» **Exercise objective**
Repeat the entries that follow, exactly as they are written.

Stored items:
* * * * * * *

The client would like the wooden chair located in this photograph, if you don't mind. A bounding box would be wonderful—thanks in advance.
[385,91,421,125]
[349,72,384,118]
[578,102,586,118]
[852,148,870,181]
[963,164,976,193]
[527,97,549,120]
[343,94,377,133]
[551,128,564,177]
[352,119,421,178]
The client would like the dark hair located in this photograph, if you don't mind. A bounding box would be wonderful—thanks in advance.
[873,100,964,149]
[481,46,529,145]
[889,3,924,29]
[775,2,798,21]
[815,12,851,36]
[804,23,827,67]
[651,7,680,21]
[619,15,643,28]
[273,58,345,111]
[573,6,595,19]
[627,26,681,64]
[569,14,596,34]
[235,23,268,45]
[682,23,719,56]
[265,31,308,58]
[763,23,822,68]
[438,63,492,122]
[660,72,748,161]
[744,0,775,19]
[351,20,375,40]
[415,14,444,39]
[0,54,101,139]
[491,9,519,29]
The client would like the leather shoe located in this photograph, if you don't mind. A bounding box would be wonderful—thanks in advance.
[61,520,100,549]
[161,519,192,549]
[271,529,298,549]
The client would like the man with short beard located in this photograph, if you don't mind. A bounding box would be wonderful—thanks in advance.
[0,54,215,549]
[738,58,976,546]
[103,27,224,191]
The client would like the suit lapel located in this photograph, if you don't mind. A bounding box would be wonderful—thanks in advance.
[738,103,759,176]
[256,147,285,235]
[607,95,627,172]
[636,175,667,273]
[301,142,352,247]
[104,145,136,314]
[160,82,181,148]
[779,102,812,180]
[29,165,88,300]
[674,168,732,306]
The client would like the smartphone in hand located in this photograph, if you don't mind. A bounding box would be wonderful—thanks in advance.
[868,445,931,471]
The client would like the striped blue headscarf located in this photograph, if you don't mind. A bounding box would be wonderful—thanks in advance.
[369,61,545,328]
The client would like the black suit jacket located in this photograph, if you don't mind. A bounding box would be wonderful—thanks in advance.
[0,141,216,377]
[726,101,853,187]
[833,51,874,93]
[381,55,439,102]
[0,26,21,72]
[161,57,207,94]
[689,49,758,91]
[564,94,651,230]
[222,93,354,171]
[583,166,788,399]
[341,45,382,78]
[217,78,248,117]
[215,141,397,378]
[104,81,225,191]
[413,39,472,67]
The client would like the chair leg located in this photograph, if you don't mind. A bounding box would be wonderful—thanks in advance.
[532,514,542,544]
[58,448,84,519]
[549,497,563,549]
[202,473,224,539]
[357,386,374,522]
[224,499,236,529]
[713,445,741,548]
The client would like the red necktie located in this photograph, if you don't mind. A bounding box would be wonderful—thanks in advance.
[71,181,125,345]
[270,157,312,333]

* * * * * * *

» **Answer area**
The client would like the wooden chair located in this photograph, if you don't mind. A bounding box would be wonderful—thanks in advance.
[385,91,421,125]
[349,72,384,118]
[578,102,586,118]
[852,148,870,181]
[963,164,976,193]
[527,97,549,120]
[343,94,377,133]
[551,128,564,177]
[352,119,421,178]
The client would like the dark hair located in this photograph, if you don't mind. A bounding box would be wonderful—thanks in advance.
[873,100,964,149]
[481,46,529,145]
[889,3,924,29]
[775,2,798,21]
[815,12,851,36]
[804,23,827,67]
[651,7,680,21]
[619,15,643,28]
[273,58,345,111]
[573,6,595,19]
[627,26,681,64]
[569,14,596,34]
[235,23,268,45]
[682,23,719,56]
[265,31,308,58]
[763,23,822,68]
[438,63,492,122]
[660,72,748,161]
[744,0,775,19]
[351,20,375,40]
[415,14,444,39]
[0,54,101,139]
[491,9,519,29]
The client would like the leather shoe located in this photograph, if you don't mind. A bounding box would be wonderful—thanks in advance.
[61,520,100,549]
[161,519,192,549]
[271,529,298,549]
The client would like the man with short beard located in this photograph, if you don't mind. A bounding box would be wonderful—thanks in advance.
[0,54,215,549]
[738,58,976,546]
[103,27,224,191]
The client would like the suit lapel located in this photograph, if you don't mind. A bounding box would be wonderful—thanks in advance.
[738,103,759,176]
[256,147,285,235]
[607,95,627,172]
[636,175,667,273]
[301,142,352,247]
[104,145,136,314]
[160,82,181,148]
[779,102,812,180]
[29,165,88,300]
[674,168,732,306]
The client would like the smartphone in hand located in this photograph, if you don't mind. A bounding box would be wonderful—thanks in advance.
[868,445,931,471]
The client would like the striped blue headscarf located in this photograph, if you don't mind. A bounding box would be wonderful—thanks in advance.
[369,61,545,328]
The client would like the black suit jacket located in this photograph, if you don't mind. A bounding box would be wonderful—thanks in advance.
[0,141,216,377]
[726,101,853,187]
[833,51,874,93]
[381,55,439,102]
[0,26,21,72]
[161,57,207,94]
[689,49,758,91]
[564,94,651,230]
[222,93,354,171]
[583,166,788,399]
[341,45,382,78]
[217,78,248,117]
[215,141,397,378]
[104,81,225,191]
[413,39,472,67]
The client would like the chair leg located in this photograph, if you don't mind. A bounding box would be wonderful—thanks in advance.
[532,514,542,544]
[58,448,84,519]
[549,497,563,549]
[202,473,224,539]
[357,386,374,522]
[224,499,236,529]
[713,445,741,548]
The client would like the red necktie located in this photograph, if you don't mind. A bounding box would be wonderful—thanks in advance.
[71,181,125,345]
[270,157,312,333]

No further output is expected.